SET EXERCISE
Beginning with the line containing "Locate the dark gray" and ending with the last line of the records, set down every line exactly.

LISTING
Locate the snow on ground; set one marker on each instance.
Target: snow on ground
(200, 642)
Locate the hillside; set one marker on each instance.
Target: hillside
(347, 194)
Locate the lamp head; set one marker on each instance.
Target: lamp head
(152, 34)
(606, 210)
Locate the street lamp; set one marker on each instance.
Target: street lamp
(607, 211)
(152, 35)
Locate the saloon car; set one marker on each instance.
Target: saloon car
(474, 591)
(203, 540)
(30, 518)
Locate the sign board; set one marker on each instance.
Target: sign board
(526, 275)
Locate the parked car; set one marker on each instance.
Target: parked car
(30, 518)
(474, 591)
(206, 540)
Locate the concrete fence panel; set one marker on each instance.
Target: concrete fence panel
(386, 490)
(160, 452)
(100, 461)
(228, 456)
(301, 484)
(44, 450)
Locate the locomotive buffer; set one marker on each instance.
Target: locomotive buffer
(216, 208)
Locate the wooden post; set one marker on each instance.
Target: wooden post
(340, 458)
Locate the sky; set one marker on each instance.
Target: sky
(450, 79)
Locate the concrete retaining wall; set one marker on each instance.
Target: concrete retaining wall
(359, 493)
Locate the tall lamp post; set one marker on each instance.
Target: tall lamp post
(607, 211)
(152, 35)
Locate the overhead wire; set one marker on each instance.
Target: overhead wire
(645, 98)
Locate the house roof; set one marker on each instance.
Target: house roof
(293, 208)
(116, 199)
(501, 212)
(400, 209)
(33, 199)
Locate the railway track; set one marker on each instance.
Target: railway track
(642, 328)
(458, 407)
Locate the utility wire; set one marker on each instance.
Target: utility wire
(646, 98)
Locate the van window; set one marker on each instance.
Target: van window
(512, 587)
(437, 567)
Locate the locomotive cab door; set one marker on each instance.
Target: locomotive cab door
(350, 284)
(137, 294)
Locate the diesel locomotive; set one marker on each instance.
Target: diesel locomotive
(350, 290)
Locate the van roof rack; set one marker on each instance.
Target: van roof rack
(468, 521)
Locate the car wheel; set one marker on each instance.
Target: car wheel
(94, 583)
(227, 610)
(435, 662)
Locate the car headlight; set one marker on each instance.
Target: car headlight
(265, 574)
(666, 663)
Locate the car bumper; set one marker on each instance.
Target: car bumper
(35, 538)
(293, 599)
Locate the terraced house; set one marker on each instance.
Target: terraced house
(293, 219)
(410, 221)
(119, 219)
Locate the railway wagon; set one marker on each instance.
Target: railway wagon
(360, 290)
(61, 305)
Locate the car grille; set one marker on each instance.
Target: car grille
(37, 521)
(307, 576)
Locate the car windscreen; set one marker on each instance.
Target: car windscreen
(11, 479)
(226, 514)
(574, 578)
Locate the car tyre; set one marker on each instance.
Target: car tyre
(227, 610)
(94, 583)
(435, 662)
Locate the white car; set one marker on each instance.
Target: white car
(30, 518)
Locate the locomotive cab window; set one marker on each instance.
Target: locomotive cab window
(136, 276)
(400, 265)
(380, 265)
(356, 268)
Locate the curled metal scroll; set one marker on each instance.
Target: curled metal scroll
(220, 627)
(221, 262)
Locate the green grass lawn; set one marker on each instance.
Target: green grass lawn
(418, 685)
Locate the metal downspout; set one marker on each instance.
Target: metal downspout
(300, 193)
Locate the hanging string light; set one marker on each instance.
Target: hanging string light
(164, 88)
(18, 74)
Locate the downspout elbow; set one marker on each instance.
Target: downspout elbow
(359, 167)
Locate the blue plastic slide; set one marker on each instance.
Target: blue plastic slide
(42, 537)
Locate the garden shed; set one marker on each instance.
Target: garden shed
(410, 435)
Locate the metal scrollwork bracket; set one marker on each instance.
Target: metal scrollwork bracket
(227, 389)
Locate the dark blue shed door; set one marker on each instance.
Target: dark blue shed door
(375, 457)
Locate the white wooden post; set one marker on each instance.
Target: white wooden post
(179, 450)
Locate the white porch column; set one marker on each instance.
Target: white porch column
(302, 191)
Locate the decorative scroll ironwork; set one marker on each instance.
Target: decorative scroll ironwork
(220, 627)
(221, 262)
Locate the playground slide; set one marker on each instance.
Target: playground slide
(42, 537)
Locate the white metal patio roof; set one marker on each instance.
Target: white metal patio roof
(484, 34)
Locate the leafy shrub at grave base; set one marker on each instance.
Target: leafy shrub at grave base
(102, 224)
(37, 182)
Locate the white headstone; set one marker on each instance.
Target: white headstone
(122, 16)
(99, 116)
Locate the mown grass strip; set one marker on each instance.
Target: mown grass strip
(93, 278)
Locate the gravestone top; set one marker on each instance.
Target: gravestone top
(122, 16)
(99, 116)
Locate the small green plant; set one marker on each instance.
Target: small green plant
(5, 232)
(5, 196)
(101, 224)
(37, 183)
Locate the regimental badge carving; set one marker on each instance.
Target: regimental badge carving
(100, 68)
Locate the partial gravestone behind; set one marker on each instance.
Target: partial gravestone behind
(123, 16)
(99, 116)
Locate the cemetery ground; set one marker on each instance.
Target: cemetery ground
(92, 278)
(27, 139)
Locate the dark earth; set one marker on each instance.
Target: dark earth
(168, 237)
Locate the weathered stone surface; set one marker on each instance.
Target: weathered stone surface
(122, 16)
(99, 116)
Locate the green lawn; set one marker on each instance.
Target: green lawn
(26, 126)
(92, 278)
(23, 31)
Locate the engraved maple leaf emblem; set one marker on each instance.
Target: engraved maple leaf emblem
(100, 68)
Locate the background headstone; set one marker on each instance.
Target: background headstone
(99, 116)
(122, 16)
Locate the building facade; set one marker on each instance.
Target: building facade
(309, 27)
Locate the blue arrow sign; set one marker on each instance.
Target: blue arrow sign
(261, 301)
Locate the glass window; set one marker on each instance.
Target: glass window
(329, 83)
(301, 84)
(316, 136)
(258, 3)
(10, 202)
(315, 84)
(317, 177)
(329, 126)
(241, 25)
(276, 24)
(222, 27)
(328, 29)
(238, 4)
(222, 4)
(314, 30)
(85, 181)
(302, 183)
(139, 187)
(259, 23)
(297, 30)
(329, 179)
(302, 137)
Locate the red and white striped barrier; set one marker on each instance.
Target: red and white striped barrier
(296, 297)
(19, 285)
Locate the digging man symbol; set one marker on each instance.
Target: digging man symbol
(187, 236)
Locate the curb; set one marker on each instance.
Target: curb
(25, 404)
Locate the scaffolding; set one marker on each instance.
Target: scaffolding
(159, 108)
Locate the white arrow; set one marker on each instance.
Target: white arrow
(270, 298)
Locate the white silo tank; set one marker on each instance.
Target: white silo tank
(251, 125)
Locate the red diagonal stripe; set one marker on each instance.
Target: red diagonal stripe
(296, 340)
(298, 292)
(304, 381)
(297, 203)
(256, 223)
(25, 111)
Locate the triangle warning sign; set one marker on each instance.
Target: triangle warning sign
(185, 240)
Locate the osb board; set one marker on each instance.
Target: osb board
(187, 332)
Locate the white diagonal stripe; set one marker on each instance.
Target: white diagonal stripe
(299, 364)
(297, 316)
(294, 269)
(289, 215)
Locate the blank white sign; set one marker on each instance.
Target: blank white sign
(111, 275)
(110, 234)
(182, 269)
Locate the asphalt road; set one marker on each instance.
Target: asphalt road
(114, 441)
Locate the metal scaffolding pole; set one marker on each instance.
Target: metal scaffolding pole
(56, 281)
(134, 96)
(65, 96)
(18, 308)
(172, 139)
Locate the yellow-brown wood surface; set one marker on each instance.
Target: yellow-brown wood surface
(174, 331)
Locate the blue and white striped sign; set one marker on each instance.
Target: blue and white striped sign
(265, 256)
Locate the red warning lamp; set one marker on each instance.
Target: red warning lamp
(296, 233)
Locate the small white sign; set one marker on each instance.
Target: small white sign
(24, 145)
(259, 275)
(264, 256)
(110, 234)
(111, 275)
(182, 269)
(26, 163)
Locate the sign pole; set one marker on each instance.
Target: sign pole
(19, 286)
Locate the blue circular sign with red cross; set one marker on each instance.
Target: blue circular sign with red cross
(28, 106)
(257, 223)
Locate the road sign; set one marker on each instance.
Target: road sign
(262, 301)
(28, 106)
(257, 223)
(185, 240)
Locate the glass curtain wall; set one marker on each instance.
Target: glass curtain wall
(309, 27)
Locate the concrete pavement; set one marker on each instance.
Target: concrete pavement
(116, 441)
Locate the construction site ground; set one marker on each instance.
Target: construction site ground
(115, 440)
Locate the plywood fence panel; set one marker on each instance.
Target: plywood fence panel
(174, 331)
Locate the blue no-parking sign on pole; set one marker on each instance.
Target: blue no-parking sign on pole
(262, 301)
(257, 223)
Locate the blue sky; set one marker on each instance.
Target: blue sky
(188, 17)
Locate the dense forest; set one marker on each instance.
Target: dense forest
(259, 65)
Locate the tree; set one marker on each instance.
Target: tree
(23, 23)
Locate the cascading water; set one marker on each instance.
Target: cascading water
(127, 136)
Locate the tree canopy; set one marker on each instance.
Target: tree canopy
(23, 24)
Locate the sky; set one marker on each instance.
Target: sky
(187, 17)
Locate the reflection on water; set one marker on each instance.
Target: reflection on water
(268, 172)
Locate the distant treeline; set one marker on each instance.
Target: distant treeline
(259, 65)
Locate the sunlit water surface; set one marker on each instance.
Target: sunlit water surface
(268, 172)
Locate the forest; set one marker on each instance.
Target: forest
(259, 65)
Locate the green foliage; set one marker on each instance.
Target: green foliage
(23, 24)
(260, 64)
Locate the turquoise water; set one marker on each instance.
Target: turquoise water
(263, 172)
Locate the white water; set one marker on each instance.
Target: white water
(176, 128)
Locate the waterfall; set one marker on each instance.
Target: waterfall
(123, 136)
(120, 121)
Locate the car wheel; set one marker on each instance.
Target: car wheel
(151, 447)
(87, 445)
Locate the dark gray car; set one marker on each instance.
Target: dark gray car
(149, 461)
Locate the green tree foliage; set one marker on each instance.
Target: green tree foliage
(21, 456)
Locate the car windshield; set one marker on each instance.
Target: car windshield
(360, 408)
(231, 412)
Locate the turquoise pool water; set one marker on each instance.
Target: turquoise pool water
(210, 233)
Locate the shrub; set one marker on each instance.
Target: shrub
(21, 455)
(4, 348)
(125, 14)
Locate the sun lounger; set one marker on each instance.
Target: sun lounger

RESPONSE
Locate the dark gray car; set one marker on each instance.
Target: dark gray car
(149, 461)
Locate the green tree foliage; set one marker on each instance.
Target: green tree foliage
(21, 456)
Locate the car windshield; set one marker on each instance.
Target: car windshield
(360, 408)
(231, 412)
Locate the turquoise pool water; set one marker on each instance.
Target: turquoise pool water
(210, 233)
Locate the shrub; set one marker on each instance.
Target: shrub
(21, 455)
(4, 348)
(125, 14)
Locate the sun lounger; set one marker on each instance.
Target: sun lounger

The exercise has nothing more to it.